------ Provided data ------

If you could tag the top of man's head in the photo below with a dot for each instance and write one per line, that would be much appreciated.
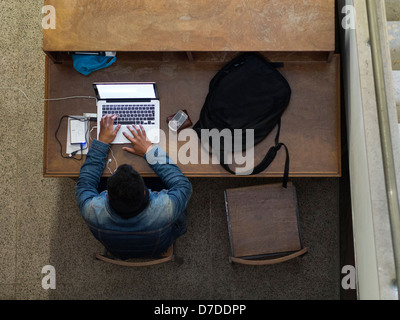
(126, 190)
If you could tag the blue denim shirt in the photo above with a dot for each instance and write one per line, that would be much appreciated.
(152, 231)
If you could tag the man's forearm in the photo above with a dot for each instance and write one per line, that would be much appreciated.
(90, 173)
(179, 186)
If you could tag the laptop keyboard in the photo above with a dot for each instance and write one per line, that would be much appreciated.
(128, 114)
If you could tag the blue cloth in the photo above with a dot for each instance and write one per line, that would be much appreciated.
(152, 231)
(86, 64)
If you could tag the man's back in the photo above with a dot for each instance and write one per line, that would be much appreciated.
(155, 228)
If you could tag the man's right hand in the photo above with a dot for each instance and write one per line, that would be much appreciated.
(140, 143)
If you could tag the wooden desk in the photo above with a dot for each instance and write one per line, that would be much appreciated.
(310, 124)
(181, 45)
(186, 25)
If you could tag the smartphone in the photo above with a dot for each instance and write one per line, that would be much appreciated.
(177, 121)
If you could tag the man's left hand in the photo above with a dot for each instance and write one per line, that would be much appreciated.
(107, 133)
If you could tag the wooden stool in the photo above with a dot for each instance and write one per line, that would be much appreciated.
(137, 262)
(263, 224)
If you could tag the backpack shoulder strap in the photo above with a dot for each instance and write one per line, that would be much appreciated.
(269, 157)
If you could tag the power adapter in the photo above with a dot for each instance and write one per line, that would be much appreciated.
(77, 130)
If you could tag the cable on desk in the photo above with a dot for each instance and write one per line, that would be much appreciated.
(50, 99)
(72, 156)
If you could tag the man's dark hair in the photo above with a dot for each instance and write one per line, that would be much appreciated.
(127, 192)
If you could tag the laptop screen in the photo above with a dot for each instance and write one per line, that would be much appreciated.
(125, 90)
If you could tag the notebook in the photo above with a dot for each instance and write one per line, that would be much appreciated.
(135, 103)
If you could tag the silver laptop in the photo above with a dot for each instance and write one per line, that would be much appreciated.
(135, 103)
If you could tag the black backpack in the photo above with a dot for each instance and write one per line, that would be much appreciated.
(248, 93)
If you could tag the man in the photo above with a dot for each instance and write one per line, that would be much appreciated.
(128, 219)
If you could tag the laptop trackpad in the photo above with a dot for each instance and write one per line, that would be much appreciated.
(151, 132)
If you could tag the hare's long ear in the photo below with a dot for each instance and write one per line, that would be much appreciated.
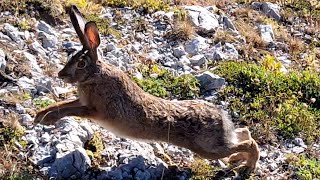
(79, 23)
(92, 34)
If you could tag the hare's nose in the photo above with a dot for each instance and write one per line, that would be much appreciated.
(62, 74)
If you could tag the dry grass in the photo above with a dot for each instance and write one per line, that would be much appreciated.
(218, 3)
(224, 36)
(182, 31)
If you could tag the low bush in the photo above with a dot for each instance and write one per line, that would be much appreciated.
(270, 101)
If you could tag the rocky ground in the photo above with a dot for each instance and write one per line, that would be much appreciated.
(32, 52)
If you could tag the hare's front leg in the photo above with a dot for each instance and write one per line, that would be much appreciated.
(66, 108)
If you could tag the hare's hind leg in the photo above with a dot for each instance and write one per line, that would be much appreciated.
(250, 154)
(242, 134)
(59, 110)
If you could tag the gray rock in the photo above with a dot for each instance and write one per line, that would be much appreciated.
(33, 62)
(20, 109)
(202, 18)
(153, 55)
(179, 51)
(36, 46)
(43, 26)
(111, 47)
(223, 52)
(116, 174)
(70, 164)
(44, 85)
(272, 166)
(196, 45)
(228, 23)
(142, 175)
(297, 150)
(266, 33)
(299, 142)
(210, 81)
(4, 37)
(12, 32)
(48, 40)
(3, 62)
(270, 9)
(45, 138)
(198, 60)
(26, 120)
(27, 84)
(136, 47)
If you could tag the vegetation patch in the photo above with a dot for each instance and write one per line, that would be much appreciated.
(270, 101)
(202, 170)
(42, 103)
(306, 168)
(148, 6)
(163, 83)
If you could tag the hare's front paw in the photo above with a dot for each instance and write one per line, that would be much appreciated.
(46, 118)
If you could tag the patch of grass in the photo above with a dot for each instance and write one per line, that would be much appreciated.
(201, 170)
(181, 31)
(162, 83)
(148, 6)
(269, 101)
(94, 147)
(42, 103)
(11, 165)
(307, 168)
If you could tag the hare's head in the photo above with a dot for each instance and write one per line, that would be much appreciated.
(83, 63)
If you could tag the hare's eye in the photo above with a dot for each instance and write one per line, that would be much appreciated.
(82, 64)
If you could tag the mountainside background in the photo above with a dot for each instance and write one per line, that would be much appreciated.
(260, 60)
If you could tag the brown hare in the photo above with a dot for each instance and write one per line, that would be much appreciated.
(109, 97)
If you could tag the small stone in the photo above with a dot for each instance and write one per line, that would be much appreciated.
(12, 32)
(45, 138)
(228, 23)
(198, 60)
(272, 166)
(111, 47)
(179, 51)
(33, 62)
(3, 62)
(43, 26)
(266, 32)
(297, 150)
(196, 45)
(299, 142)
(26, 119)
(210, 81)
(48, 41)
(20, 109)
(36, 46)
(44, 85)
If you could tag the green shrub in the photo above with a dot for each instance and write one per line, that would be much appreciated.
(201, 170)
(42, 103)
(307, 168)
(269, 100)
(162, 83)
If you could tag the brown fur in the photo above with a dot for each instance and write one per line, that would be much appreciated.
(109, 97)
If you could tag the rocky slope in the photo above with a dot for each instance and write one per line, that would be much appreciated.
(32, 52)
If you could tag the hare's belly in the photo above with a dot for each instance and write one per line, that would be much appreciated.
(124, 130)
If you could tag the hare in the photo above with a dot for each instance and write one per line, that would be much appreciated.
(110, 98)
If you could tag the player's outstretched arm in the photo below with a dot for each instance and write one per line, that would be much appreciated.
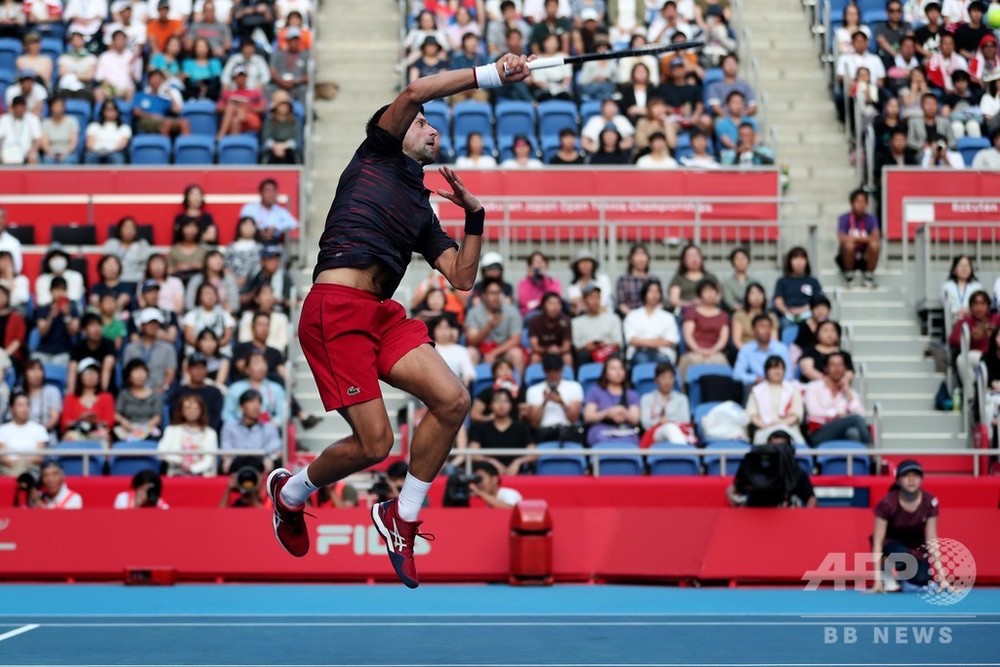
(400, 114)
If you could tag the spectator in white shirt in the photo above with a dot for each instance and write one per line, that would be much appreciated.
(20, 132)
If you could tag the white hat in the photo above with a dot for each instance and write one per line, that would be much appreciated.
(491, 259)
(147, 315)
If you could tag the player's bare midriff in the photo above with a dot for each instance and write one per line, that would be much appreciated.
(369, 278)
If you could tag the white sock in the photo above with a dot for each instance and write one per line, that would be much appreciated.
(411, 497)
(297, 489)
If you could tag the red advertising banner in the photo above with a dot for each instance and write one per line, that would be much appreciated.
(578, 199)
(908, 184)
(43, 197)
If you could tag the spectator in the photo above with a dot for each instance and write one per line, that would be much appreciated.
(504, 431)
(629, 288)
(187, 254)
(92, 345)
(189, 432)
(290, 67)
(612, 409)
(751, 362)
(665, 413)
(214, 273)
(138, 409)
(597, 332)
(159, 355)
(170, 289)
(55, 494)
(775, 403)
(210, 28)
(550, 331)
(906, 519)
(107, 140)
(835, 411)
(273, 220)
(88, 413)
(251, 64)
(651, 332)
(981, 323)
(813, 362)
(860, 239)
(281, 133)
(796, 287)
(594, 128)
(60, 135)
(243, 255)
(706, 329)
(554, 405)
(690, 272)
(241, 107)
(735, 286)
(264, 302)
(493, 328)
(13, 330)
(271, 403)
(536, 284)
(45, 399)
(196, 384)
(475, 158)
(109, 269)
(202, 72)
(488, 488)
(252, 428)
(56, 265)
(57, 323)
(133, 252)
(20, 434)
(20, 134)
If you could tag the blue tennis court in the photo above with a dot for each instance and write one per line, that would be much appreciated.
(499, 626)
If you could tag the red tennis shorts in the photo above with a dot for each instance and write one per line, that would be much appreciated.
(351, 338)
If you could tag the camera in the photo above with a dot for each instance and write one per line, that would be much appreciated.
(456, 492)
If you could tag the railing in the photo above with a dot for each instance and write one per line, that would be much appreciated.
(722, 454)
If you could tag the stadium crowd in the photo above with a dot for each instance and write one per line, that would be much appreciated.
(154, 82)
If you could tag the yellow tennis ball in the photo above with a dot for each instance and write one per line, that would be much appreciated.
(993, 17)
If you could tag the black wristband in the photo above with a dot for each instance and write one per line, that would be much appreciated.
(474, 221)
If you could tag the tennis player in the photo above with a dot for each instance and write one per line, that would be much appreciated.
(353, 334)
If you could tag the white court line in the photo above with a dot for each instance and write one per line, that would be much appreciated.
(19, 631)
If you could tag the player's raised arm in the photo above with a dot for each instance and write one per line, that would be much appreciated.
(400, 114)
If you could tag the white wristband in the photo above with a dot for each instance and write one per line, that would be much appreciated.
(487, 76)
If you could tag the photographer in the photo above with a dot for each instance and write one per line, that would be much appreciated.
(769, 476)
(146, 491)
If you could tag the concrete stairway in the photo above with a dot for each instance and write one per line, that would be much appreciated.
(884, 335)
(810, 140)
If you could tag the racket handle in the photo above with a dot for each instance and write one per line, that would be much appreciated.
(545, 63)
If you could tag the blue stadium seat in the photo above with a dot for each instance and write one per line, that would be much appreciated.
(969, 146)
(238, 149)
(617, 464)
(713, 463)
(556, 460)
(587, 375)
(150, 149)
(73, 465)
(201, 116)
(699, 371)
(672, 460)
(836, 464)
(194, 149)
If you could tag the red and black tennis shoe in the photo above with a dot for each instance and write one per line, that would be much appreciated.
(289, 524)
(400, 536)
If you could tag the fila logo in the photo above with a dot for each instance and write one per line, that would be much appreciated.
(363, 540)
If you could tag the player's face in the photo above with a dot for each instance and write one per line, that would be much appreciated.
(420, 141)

------

## Task brief
Restate the tail of the listing word for word, beginning at the line containing "If you could tag the tennis".

## Answer section
If you could tag the tennis player in the photo above with a dot for each instance and write one per line, that would be much appreciated.
(353, 334)
If you could tag the white court line in the photo above with a dot for each instance and write one per line, that would be much appreciated.
(19, 631)
If you could tag the player's raised arm in the photo above with a dot for each instance and write one per line, that would be much appreciated.
(400, 114)
If you could tag the white wristband in the photo above with a dot for each instance and write one per line, that would be much appreciated.
(487, 76)
If you could tag the photographer in the photo above with a dot for each instance and write one per line, that would be much appreciated.
(769, 476)
(146, 491)
If you could tag the concrete stairway in the photo above with a dot for each instance and write one per line, that would be much appreciated.
(884, 335)
(810, 140)
If you could tag the racket handle in the photo above with a dot for each instance and write one per line, that would be much appreciated.
(545, 63)
If you could tag the blue stadium seat in the photo above with a dot for each instance and write one per line, that would be much appreciated.
(969, 146)
(238, 149)
(617, 464)
(713, 463)
(556, 460)
(587, 375)
(150, 149)
(73, 465)
(201, 116)
(699, 371)
(672, 460)
(836, 464)
(194, 149)
If you could tag the red and black tennis shoe in the photo above with a dot for each instance and write one per line, that would be much appreciated.
(289, 524)
(400, 536)
If you could tag the fila logo in the photo above with a dot for each instance and write one per line, that would be much appreciated.
(363, 540)
If you could tag the player's face in the photo above with a dot for each instance and write one per line, that would be much appreciated.
(420, 141)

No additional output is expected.